◆ **Task to complete**: Revise the listing below by changing every "per instance" to "for each instance", and leave all other text unchanged.
☆ ☆ ☆ ☆
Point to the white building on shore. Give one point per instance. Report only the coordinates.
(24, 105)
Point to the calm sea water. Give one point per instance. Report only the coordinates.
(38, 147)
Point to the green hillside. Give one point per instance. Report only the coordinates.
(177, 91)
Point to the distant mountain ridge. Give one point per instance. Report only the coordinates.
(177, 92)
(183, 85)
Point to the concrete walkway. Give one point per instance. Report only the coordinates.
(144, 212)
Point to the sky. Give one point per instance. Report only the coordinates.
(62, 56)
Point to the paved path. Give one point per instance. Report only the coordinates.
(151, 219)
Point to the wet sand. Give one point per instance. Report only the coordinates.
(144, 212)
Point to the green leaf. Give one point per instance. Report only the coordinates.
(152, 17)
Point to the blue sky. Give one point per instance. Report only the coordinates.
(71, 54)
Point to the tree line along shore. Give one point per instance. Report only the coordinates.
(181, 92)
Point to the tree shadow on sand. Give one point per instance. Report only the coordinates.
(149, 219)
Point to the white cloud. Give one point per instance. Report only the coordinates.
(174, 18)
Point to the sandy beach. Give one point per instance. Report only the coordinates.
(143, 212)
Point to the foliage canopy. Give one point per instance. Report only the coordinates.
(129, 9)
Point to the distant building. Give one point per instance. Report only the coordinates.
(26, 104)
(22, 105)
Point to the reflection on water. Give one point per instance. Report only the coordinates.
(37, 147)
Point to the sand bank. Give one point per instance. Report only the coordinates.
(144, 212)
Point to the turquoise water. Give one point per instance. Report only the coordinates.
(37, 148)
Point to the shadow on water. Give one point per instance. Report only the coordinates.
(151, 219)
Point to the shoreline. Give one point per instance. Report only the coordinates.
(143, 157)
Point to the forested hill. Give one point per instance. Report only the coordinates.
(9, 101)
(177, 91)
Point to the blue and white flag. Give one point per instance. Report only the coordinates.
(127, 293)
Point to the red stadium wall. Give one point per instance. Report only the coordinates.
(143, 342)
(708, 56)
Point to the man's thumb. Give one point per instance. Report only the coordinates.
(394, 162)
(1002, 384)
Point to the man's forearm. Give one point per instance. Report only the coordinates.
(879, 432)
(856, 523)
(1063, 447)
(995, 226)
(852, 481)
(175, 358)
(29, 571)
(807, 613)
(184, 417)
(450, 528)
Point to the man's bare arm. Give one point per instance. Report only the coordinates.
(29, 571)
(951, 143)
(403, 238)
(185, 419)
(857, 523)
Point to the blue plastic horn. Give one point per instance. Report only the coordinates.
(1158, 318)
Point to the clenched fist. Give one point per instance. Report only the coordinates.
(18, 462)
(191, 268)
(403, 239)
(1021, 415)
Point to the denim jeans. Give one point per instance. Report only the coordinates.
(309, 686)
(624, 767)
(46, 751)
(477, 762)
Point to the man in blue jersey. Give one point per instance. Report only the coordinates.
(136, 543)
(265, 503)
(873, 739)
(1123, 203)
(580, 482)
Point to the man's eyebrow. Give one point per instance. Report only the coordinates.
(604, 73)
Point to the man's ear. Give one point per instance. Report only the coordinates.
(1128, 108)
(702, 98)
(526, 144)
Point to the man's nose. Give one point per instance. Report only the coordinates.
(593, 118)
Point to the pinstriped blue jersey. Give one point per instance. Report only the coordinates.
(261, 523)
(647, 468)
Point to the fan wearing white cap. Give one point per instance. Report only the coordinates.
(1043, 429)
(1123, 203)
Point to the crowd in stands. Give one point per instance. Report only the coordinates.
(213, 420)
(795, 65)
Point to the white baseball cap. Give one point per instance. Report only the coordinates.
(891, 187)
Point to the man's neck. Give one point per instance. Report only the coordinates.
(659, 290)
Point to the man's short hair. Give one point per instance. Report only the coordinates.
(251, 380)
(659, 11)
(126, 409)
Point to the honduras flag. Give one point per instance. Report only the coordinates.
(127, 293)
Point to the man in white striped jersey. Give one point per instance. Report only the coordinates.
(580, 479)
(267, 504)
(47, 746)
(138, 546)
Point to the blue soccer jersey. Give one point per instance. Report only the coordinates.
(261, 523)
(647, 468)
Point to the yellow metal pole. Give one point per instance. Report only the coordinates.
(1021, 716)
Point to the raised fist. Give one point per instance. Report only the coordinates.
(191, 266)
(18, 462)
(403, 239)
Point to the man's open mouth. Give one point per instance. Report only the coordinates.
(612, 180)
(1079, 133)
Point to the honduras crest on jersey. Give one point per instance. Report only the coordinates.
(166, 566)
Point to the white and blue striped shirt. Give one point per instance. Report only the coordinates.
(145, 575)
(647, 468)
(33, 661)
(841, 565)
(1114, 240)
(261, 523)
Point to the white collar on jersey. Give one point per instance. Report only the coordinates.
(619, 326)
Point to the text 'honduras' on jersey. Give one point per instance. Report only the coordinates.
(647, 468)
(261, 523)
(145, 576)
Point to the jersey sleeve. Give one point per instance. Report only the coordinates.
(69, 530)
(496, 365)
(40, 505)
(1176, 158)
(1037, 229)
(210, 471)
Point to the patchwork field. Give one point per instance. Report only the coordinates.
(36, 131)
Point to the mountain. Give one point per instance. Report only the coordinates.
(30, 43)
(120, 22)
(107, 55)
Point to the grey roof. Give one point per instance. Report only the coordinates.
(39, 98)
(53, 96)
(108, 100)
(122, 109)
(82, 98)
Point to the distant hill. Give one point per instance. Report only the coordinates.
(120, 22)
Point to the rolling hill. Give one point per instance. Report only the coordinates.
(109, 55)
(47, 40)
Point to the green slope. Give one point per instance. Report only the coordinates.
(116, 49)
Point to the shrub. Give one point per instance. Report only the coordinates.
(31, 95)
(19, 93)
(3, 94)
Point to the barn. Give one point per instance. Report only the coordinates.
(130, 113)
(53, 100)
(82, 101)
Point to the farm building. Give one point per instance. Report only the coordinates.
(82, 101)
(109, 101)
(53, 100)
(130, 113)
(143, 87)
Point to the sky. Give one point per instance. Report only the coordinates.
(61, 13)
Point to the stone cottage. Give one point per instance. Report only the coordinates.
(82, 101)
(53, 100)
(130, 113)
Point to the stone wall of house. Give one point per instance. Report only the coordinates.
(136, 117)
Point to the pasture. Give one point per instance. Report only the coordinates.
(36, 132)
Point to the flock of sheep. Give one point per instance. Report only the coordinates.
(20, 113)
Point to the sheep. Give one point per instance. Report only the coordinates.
☆ ☆ ☆ ☆
◆ **Finished answer**:
Point to the white building on shore. Give one point for each instance. Report only the coordinates.
(24, 105)
Point to the calm sea water. Give one point for each instance. Report only the coordinates.
(38, 147)
Point to the green hillside. Give one point for each instance. Report only the coordinates.
(177, 91)
Point to the distant mountain ridge. Give one point for each instance. Report only the coordinates.
(177, 92)
(183, 85)
Point to the concrete walkway. Give one point for each instance. Report only the coordinates.
(144, 212)
Point to the sky. Give one point for each instance. Report only the coordinates.
(62, 56)
Point to the paved path. Give one point for each instance. Report only the coordinates.
(151, 219)
Point to the wet sand. Give one point for each instance. Report only the coordinates.
(144, 212)
Point to the green leaf. Give one point for each instance. Report only the coordinates.
(152, 17)
Point to the blue sky. Give one point for each instance. Report only the coordinates.
(71, 54)
Point to the tree line along shore. Give one point for each instance. Report only the coordinates.
(181, 92)
Point to the tree shadow on sand. Give one point for each instance. Report only the coordinates.
(149, 219)
Point to the white cloud. Give one point for each instance. Report only the coordinates.
(174, 18)
Point to the sandy beach. Give one point for each instance. Report only the coordinates.
(143, 212)
Point to the foliage canopy. Give one point for each instance. Report only the coordinates.
(129, 9)
Point to the distant building. Give one point for each instance. Report only the coordinates.
(26, 104)
(22, 105)
Point to the reflection on water. Give one point for each instance. Report only the coordinates.
(37, 147)
Point to the sand bank. Give one point for each instance. Report only the coordinates.
(144, 212)
Point to the turquoise water. Give one point for each instance. Report only the coordinates.
(37, 148)
Point to the shadow on water. Give one point for each instance. Report only the coordinates.
(151, 219)
Point to the shoreline. Give one point for each instance. Report only the coordinates.
(143, 157)
Point to the forested hill. Give one point for each instance. Report only the coordinates.
(9, 101)
(177, 91)
Point to the blue and white flag. Give one point for each instance. Report only the coordinates.
(127, 293)
Point to the red stadium wall. Give one point for each instance. Report only the coordinates.
(143, 342)
(708, 56)
Point to the man's thumb. Give one point for each instance. Report only the coordinates.
(394, 162)
(1002, 384)
Point to the man's forearm. Give one point for each instance. Report only the coordinates.
(879, 432)
(856, 523)
(1063, 447)
(995, 226)
(852, 481)
(175, 358)
(29, 571)
(807, 613)
(184, 417)
(450, 528)
Point to the man's bare arm. Give one point for each instance. Report only the coordinates.
(29, 571)
(951, 143)
(403, 238)
(185, 419)
(857, 523)
Point to the blue plastic horn. Give one point for each instance. Report only the coordinates.
(1158, 318)
Point to the clenched fist. Give one point for each instance. Report only the coordinates.
(18, 462)
(191, 268)
(403, 239)
(1021, 415)
Point to the denim jeans. Give one point for each instance. Report only the coordinates.
(309, 686)
(624, 767)
(46, 751)
(477, 762)
Point to the man in blue jersey. Give one point for each instance. Report only the coordinates.
(136, 543)
(265, 503)
(873, 739)
(1123, 203)
(580, 482)
Point to the man's eyebrow. Give one point for each instance. Report only the coordinates.
(604, 73)
Point to the man's ear. Give one point for each instance. Report only the coordinates.
(1128, 108)
(702, 98)
(526, 144)
Point to the man's nose. Give one point for each instance. Report only the coordinates.
(593, 118)
Point to the pinstriped blue jersey. Give one point for each instance. Report only the coordinates.
(261, 523)
(647, 468)
Point to the fan wearing white cap. Give one point for each instance. Report only the coordinates.
(1043, 429)
(1123, 203)
Point to the crowd in stands. Give one point for each instance. Report only the coordinates.
(213, 420)
(795, 65)
Point to the white baseball cap. Give one point for each instance. Report only the coordinates.
(891, 187)
Point to the man's neck. Give one point for each instance. Report only the coordinates.
(659, 290)
Point to the man's short hair. Give one point for each instance. Report only the coordinates.
(251, 380)
(659, 11)
(126, 409)
Point to the honduras flag. Give one point for each instance. Report only the coordinates.
(127, 293)
Point to the man in white striped jersey. Give one point for each instance. Report only the coordinates.
(580, 479)
(267, 504)
(47, 746)
(138, 546)
Point to the blue soccer jersey. Give one point for each instance. Report only the coordinates.
(261, 523)
(647, 468)
Point to the yellow metal pole. Give one point for each instance. Report only the coordinates.
(1021, 716)
Point to the raised fist. Give one point for each instance. Report only the coordinates.
(191, 266)
(18, 462)
(403, 239)
Point to the man's open mouth. Give one point for each instance. Report only the coordinates.
(612, 180)
(1079, 133)
Point to the honduras crest on jersey. Give one point for each instance. Report only the coordinates.
(166, 566)
Point to the white and blue striped shirt. Give one point for each instance. Report only the coordinates.
(145, 575)
(647, 468)
(33, 661)
(841, 565)
(1114, 240)
(261, 523)
Point to the white collar on jersey. Give one point for each instance. Report only the coordinates.
(619, 326)
Point to the text 'honduras' on jersey. Give one point for each instance. Report only the coordinates.
(647, 468)
(261, 523)
(145, 576)
Point to the jersey sleeve. Give one point for each instance. Report only the coordinates.
(69, 530)
(496, 365)
(40, 505)
(1176, 158)
(1037, 229)
(210, 471)
Point to the patchwork field. Give one point for each instance. Report only the coordinates.
(36, 131)
Point to the mountain. Give one point for each instance. Report only the coordinates.
(30, 43)
(120, 22)
(107, 55)
Point to the grey roof. Give one point for each instance. Report only the coordinates.
(39, 98)
(53, 96)
(108, 100)
(122, 109)
(82, 98)
Point to the distant hill. Give one point for each instance. Report only the coordinates.
(120, 22)
Point to the rolling hill. Give one point for each instance. Report only the coordinates.
(109, 55)
(47, 40)
Point to the green slope. Give one point for each instance. Report only the coordinates.
(116, 49)
Point to the shrub. Give one point for each instance. Report only the coordinates.
(31, 95)
(19, 93)
(3, 94)
Point to the barn. Give one point for each instance. Report only the coordinates.
(130, 113)
(53, 100)
(82, 101)
Point to the farm building. Give one point for each instance. Report only the coordinates.
(82, 101)
(109, 101)
(53, 100)
(130, 113)
(143, 87)
Point to the sky. Give one point for each instance. Report only the coordinates.
(61, 13)
Point to the stone cottage. Give one point for each instance. Report only the coordinates.
(82, 101)
(53, 100)
(130, 113)
Point to the stone wall of house. Give one point for each instance. Report only the coordinates.
(136, 117)
Point to the pasture. Give one point for each instance. Report only the coordinates.
(36, 132)
Point to the flock of sheep. Give one point for each instance. Report only the coordinates.
(20, 113)
Point to the sheep. Give one point for each instance. Report only the coordinates.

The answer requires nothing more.